Dataset content
--------------------------------
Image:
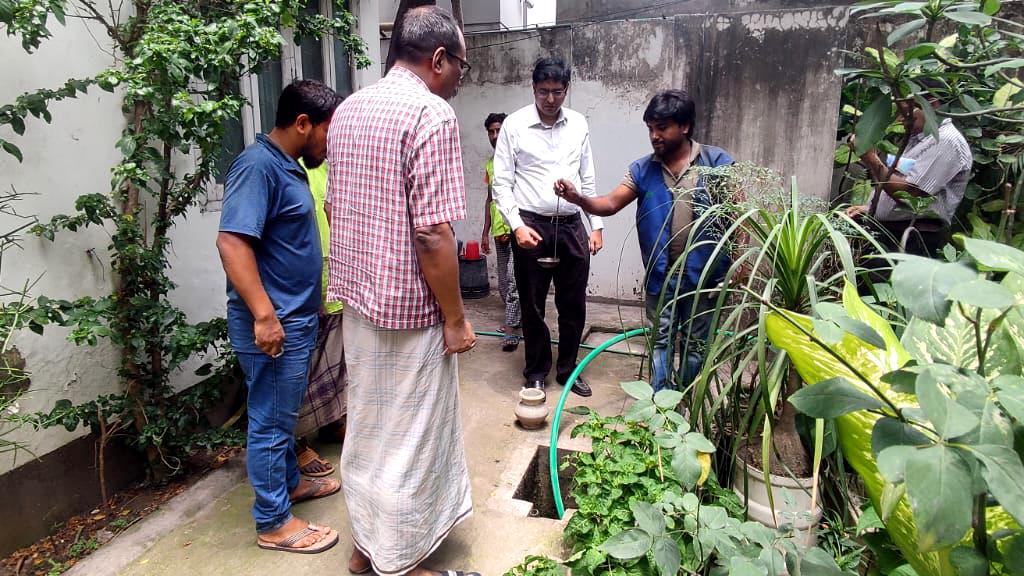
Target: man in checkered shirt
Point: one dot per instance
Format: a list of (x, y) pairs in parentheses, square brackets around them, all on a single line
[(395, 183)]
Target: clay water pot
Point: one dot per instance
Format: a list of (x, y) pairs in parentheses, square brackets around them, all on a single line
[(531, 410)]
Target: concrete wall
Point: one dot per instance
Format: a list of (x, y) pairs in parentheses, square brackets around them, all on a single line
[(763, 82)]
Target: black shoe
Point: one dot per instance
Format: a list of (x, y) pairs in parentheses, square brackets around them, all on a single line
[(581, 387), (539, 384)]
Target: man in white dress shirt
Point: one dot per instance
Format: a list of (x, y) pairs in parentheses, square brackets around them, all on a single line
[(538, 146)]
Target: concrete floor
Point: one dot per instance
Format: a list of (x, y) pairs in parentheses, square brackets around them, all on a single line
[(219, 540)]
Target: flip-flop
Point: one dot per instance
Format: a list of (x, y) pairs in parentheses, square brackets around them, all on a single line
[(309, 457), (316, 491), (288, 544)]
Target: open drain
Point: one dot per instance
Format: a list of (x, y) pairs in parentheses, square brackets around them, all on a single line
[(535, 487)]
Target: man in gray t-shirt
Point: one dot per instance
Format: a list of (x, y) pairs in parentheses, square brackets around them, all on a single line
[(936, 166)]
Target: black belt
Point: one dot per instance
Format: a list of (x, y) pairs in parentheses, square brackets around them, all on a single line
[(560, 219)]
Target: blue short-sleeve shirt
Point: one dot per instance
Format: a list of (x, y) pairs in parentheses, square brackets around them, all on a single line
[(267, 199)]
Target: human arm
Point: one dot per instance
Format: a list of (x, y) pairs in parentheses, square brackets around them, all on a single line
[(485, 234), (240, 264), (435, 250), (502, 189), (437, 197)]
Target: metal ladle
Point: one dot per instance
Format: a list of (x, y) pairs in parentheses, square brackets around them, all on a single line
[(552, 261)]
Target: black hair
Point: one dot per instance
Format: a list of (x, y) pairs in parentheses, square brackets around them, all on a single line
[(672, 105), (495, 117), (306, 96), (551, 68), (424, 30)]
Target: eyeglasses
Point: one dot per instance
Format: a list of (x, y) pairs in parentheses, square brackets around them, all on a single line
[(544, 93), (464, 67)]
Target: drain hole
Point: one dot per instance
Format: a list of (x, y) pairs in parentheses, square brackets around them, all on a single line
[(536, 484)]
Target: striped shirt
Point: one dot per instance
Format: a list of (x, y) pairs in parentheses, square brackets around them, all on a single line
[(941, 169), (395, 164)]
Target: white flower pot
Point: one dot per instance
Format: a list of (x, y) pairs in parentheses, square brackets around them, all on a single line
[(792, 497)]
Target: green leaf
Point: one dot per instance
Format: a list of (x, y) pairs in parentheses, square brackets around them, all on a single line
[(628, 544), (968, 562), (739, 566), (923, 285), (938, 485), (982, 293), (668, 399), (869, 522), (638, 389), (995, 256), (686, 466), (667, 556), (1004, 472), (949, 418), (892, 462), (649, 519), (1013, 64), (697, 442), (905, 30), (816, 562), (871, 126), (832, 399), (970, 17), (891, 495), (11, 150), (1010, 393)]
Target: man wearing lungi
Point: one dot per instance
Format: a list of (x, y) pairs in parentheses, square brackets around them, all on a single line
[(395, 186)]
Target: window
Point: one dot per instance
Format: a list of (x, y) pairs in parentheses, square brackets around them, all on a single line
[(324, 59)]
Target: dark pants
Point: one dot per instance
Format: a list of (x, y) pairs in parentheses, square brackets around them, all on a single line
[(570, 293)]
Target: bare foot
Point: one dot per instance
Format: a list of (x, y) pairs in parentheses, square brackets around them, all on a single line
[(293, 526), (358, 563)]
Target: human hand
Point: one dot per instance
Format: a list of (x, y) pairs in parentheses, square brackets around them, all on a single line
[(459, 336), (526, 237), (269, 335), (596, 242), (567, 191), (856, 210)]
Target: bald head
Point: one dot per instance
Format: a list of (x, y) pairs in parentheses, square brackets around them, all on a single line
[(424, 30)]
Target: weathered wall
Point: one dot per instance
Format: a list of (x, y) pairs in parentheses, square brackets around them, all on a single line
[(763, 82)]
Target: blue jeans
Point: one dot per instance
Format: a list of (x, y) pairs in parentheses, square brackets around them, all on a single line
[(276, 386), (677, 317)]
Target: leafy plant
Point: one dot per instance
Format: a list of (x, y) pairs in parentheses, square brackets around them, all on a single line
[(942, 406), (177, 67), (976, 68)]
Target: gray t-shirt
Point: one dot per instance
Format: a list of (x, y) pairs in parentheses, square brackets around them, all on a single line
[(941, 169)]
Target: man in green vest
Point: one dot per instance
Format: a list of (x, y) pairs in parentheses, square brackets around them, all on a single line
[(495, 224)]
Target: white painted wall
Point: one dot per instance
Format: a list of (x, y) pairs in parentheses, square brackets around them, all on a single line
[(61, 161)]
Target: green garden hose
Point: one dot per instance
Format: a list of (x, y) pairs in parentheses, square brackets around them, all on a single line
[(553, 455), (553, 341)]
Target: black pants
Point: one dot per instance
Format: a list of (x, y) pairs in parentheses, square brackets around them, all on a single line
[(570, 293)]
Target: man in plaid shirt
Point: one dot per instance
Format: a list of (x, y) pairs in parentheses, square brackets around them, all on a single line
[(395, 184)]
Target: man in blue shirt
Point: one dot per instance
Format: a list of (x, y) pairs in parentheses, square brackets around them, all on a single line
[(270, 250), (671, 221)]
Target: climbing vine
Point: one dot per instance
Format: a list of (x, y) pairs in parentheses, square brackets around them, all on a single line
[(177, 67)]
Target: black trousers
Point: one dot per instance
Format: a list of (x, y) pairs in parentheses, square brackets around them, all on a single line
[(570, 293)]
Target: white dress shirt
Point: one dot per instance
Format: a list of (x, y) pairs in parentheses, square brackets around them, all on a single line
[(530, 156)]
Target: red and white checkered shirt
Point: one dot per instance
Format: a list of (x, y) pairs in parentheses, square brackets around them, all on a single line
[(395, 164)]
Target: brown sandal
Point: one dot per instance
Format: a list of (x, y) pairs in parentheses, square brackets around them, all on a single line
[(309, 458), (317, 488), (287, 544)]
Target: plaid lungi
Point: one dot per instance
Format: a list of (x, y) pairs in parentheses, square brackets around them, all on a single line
--------------------------------
What you will do
Could the entries above be printed again exactly, apart from the pictures?

Answer to the problem
Image:
Target: man in checkered shirt
Point: one dot per instance
Format: a list of (x, y) pairs in parentheses, square brackets around them, all on a single line
[(395, 183)]
Target: clay water pot
Point: one dot per instance
Format: a list of (x, y) pairs in parentheses, square brackets around them, all on a single line
[(531, 410)]
Target: concrete wall
Point: one dot per instance
Format: a list of (x, y) pairs in parentheses, square brackets around them, all on a single line
[(763, 82)]
Target: black shoe
Point: one dot per instance
Format: a list of (x, y) pairs in parentheses, square brackets around them, all on a single line
[(581, 387), (539, 384)]
Target: man in white dress shirt
Point: one dot per instance
Format: a list of (x, y) pairs in parentheses, square brackets around them, all on a single line
[(538, 146)]
Target: concrete floor
Point: one dot per instance
Format: a list of (x, y) pairs in parentheses, square brackets around them, all on a single line
[(219, 540)]
Target: flip-flop
Point: one dot per instance
Format: a list of (x, y) pairs in parentheses, square brackets around them, all on a single line
[(309, 457), (316, 491), (288, 544)]
Target: open drain
Point: one dot per instance
Format: a list of (x, y) pairs in parentheses, square brackets around them, all on a single line
[(535, 487)]
Target: man in gray t-shirt
Point: one dot per instance
Format: a list of (x, y) pairs in parentheses, square brackets around them, all on a single line
[(936, 166)]
Target: black belt
Point: one dot per instance
Format: a list of (x, y) pairs in parentheses, square brackets around them, all on a single line
[(560, 219)]
Target: blue short-sleeve shirt
Point: one dot per instance
Format: a list of (x, y) pairs in parentheses, square brackets around them, all on a single line
[(267, 199)]
Target: human arm
Point: one dot per instance
Format: a list of (x, y) pairs in parentheses, square brackets around them, all on a single line
[(485, 234), (240, 264), (435, 250), (502, 189), (437, 197)]
Target: metal ladle
Point: one dot per instance
Format: a list of (x, y) pairs in parentheses, square brackets around them, all on a single line
[(552, 261)]
Target: black hair
Point: one dot per instance
Format: a list of (x, y) pairs in parentheses, square brackets around them, all on a single line
[(672, 105), (495, 117), (306, 96), (551, 68), (424, 30)]
Target: eyeglasses
Point: one dot per instance
Format: a list of (x, y) pairs in parentheses, square brackets around them, all on a single line
[(544, 93), (464, 67)]
Target: drain hole
Point: one dot per instance
Format: a list of (x, y) pairs in parentheses, square brackets around them, all on a single line
[(536, 484)]
Target: striped shirt
Point: one dot per instance
Format: a list of (x, y) pairs in parentheses, square brackets around them, all on a single line
[(941, 169), (395, 164)]
Target: white flower pot
Point: one dot per instance
Format: a list of (x, y) pairs in parentheses, square brackets around them, all on a single line
[(792, 497)]
Target: green leaf
Point: one dot per instance
Format: a list of (x, y) pairs in parentheses, square brackets around them, all on a single line
[(628, 544), (968, 562), (739, 566), (923, 285), (938, 485), (982, 293), (668, 399), (869, 522), (638, 389), (995, 256), (686, 466), (667, 556), (1004, 472), (949, 418), (892, 462), (649, 519), (1013, 64), (697, 442), (905, 30), (816, 562), (871, 126), (832, 399), (970, 17), (891, 495), (11, 150), (1010, 393)]
Target: man wearing lungi
Point: one dot per instance
Format: a list of (x, y) pairs in parentheses, square brackets around them, all on a single line
[(395, 186)]
Target: window
Point: one dot per instance
Format: a list of (x, y) pairs in parentheses, square brackets around them, all on a single line
[(324, 59)]
Target: dark pants
Point: one dot per instance
Format: a list of (x, y) pairs in parentheses, square brackets around them, all on a single line
[(570, 293)]
Target: bare foot
Point: one dot per instance
Format: a list of (x, y) pairs in parentheses, square brackets around them, all on a single line
[(293, 526), (358, 563)]
Target: human hand
Point: one dot per instance
Format: a list of (x, y) pairs in parentheses, square brackets around them, all on a single line
[(459, 336), (526, 237), (269, 335), (596, 242), (567, 191), (856, 210)]
Target: bald head
Point: one dot per instance
Format: a list of (x, y) pairs in parentheses, square brackets around them, all on a single line
[(424, 30)]
Target: weathered wall
Point: one dot per instance
Format: a list of (x, y) pairs in parentheses, square brackets around them, all on a single line
[(763, 82)]
Target: blue jeans
Point: one dot per instance
Format: a list of (x, y) pairs in parentheses, square brackets around them, all on a single line
[(276, 386), (677, 317)]
Target: leafy plant
Point: one dot per instance
Format: a list of (x, y) pairs in parentheses, square brackets around them, all on a single line
[(942, 406), (177, 67), (976, 68)]
Target: gray t-shirt
Point: one dot per instance
Format: a list of (x, y) pairs in parentheses, square brackets around them, all on a single line
[(941, 169)]
Target: man in green vest
Point: one dot per instance
Format: a list of (x, y) pairs in parentheses, square brackets around them, all on a single line
[(495, 224)]
Target: white painted wall
Point: one dot per instance
Format: a list of (x, y) pairs in parentheses, square brackets around them, all on a single line
[(61, 161)]
Target: green garden hose
Point: one dot per instance
Format: a list of (x, y) pairs in parentheses, square brackets around them, all on a single line
[(553, 455), (553, 341)]
Target: black pants
Point: one dot per instance
Format: a list of (x, y) pairs in parentheses, square brackets around them, all on a single line
[(570, 293)]
Target: man in plaid shirt
Point: one dot per instance
Format: a list of (x, y) pairs in parentheses, square brackets around them, all on a single line
[(395, 184)]
Target: man in blue shirt
Point: one dot per instance
Format: a list of (x, y) pairs in parentheses, square brackets around them, all on a single line
[(270, 250), (671, 221)]
Target: climbing vine
Point: one dot per instance
Format: a list of (x, y) pairs in parentheses, square brackets around them, all on a single line
[(177, 67)]
Target: black trousers
Point: one dot per instance
Format: a list of (x, y) pairs in parentheses, square brackets around them, all on a single line
[(570, 293)]
Target: white dress shirt
Point: one dot per instance
Format: a list of (x, y) pairs in parentheses, square brackets around them, all on a single line
[(530, 156)]
Target: red and white checkered shirt
Point: one dot per instance
Format: a list of (x, y) pairs in parentheses, square brackets around them, all on a single line
[(395, 164)]
Target: brown sandal
Point: one dot per instance
Format: a list of (x, y) pairs in parentheses, square brackets around them, all on a single line
[(309, 458), (317, 488), (287, 544)]
Target: plaid lungi
Point: one dot per instance
Format: a list of (x, y) pairs in parentheses, square brackets around them, all on a single line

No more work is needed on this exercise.